------ LISTED ENTRIES ------
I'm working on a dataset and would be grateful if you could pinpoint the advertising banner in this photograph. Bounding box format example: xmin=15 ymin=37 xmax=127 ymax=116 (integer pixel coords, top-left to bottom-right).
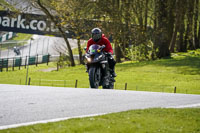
xmin=0 ymin=11 xmax=72 ymax=37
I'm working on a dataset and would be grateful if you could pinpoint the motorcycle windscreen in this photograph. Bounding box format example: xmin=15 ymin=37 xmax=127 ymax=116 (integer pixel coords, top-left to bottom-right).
xmin=88 ymin=44 xmax=100 ymax=55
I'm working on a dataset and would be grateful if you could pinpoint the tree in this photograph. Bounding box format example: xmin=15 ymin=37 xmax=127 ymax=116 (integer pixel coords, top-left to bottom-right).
xmin=31 ymin=0 xmax=75 ymax=66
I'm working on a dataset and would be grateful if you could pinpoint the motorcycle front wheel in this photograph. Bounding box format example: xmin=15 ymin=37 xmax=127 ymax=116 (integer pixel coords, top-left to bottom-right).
xmin=89 ymin=67 xmax=101 ymax=88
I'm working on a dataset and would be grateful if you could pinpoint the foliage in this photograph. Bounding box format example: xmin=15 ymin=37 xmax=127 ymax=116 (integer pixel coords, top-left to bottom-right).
xmin=0 ymin=108 xmax=200 ymax=133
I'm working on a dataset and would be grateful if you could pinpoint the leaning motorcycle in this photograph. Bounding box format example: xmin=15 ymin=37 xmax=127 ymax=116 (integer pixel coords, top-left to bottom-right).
xmin=85 ymin=44 xmax=115 ymax=89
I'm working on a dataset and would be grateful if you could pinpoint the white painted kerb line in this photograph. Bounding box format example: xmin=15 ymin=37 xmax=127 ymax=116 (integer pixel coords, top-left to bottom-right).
xmin=166 ymin=103 xmax=200 ymax=108
xmin=0 ymin=113 xmax=108 ymax=130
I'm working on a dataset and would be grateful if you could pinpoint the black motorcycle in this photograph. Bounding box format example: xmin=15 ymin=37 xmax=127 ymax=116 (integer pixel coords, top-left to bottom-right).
xmin=85 ymin=44 xmax=115 ymax=89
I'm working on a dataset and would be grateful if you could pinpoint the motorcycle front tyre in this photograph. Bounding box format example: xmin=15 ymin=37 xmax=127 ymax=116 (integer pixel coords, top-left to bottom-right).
xmin=89 ymin=67 xmax=101 ymax=89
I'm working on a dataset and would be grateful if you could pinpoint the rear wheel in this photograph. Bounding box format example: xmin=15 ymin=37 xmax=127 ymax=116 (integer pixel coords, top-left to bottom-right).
xmin=103 ymin=73 xmax=114 ymax=89
xmin=89 ymin=67 xmax=101 ymax=88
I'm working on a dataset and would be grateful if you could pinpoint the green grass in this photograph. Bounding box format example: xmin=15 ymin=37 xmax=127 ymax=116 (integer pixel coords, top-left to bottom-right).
xmin=0 ymin=0 xmax=17 ymax=11
xmin=0 ymin=50 xmax=200 ymax=94
xmin=0 ymin=108 xmax=200 ymax=133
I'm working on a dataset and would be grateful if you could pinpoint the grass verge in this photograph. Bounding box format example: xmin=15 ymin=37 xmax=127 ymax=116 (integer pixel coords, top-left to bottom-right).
xmin=0 ymin=50 xmax=200 ymax=94
xmin=0 ymin=108 xmax=200 ymax=133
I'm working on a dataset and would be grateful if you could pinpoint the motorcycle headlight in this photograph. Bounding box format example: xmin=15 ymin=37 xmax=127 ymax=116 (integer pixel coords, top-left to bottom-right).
xmin=87 ymin=58 xmax=92 ymax=62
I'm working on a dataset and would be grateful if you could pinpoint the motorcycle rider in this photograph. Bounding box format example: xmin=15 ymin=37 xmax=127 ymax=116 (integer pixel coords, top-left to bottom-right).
xmin=86 ymin=28 xmax=117 ymax=77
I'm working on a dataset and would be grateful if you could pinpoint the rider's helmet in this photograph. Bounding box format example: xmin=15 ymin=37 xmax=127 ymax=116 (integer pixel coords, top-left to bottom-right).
xmin=88 ymin=44 xmax=100 ymax=55
xmin=91 ymin=28 xmax=102 ymax=42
------
= PROBLEM DESCRIPTION =
Rescale the bounding box coordinates in the lines between the one holding "pinpoint the green" and the one holding "xmin=86 ymin=28 xmax=117 ymax=77", inclusive, by multiplying each by 1.05 and rounding to whole numbers with halves rounded up. Reproduce only those lines, requests included, and keep the numbers in the requests and their format samples unchanged.

= FINISHED TASK =
I'm working on a dataset and would be grateful if you could pinpoint the green grass in this photograph. Bounding box format example: xmin=15 ymin=37 xmax=127 ymax=116 (integer pixel coords, top-left to bottom-right).
xmin=0 ymin=0 xmax=18 ymax=12
xmin=0 ymin=53 xmax=210 ymax=99
xmin=0 ymin=113 xmax=210 ymax=140
I'm working on a dataset and would be grateful if you could pinpoint the grass verge in this photograph. Bounding box format example: xmin=15 ymin=37 xmax=127 ymax=116 (integer pixel coords, top-left to bottom-right).
xmin=0 ymin=53 xmax=210 ymax=99
xmin=0 ymin=113 xmax=210 ymax=140
I'm working on a dataset and would be grateful if you could pinpoint the motorcycle headlight in this photograph. Bounding box format example: xmin=15 ymin=37 xmax=127 ymax=116 (integer pixel coords, top-left to bottom-right).
xmin=91 ymin=61 xmax=97 ymax=65
I'm working on a dataset and would be grateful if you could pinpoint the motorcycle rider in this photograph. Bounding box format example: xmin=15 ymin=37 xmax=127 ymax=116 (integer pixel coords, top-left to bottom-right).
xmin=90 ymin=29 xmax=123 ymax=81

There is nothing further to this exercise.